• 更新日 : 2023年6月2日

賞与の所得税は自分でもチェックできる?

賞与の所得税は自分でもチェックできる?

賞与から控除される所得税は、給与とは異なる方法で計算されます。ここでは、賞与から控除される所得税の計算方法を、計算例もあわせて解説します。

賞与は給与よりも支給金額が高いので、所得税が正しく計算されているかどうか気になるものです。賞与の所得税の計算方法を知っておくと、賞与の明細を見ながら自分でチェックすることができます。

賞与の所得税の計算には前月の給与を使う

所得税の計算上、賞与とは、毎月の給与とは別に支払われるものを指します。
たとえば、ボーナス、賞与、夏期手当、年末手当、期末手当などの名目で支払われるものが当てはまります。

賞与に対する所得税等の金額は、賞与支給月の前月の給与をもとに、次の手順で計算されます。

  1. まず最初に、賞与を支給する月の前月の給与額から社会保険料等の金額を控除して、計算の基準にする金額を求めます。
  2. 次に「賞与に対する源泉徴収税額の算出率の表」を用意します。「賞与に対する源泉徴収税額の算出率の表」に、上記1で求めた基準となる金額と扶養親族等の数を当てはめ、賞与に乗ずる税率を算出します。

***

**練習問題:** 上にある賞与の所得税の記事を、最後の文のすぐあとから書き進めてください。

**データ抜粋:**
***

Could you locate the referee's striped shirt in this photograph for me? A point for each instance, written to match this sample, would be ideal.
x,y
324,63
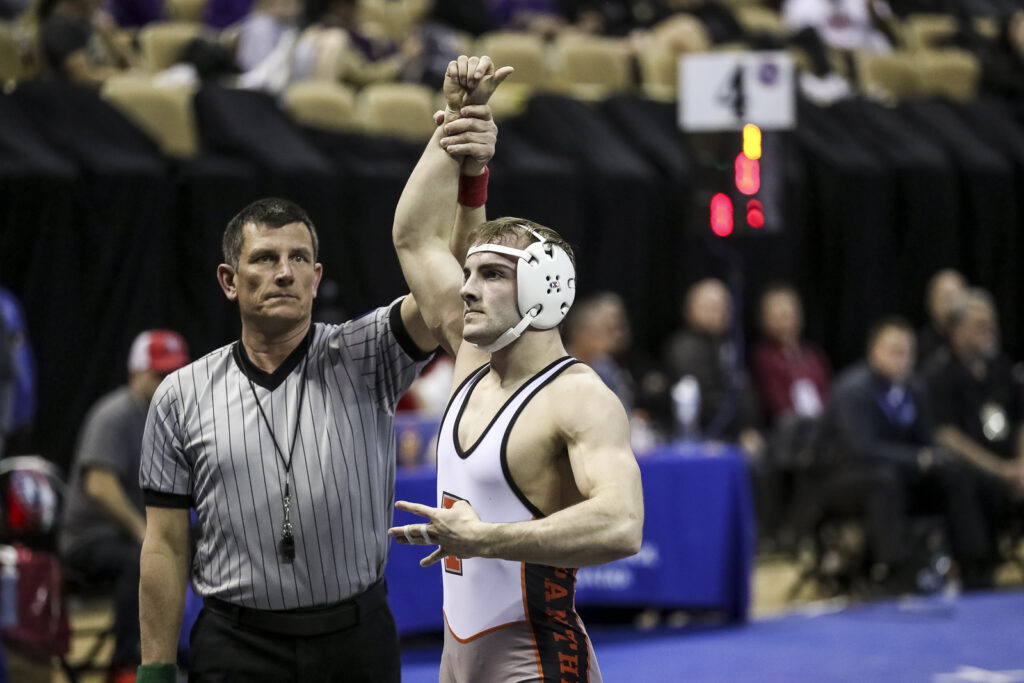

***

**回答:**
  3. 給与所得者の扶養控除等申告書」を会社に提出している従業員については「甲欄」を、そうでない従業員については「乙欄」を使って所得税等の金額を求めます。
  4.  

    賞与に対する所得税等の金額

    引用:賞与に対する源泉徴収税額の算出率の表(令和5年分)|国税庁

  5. 税率は、所得税復興特別所得税をあわせたものです。
    次の算式で、源泉徴収される税額を求めます。
(賞与から社会保険料等を差し引いた金額)×上記2で求めた税率

給与や賞与から社会保険料等を差し引いた金額は、給与明細で「課税対象額」として記載されている場合があります。もし、明細に課税対象額の欄がなければ、自分で計算します。

より簡単に理解してもらえるように、具体例をもとに賞与の所得税の計算方法を説明します。

【例】Aさんの12月の賞与と前月(11月)の給与が次のとおりであった場合、12月の賞与から源泉徴収される税額を求めます。
12月の賞与(社会保険料等を差し引いた金額):80万円
11月の給与(社会保険料等を差し引いた金額):30万円
扶養家族等の人数:3人
Aさんは「給与所得者の扶養控除等申告書」を会社に提出しています。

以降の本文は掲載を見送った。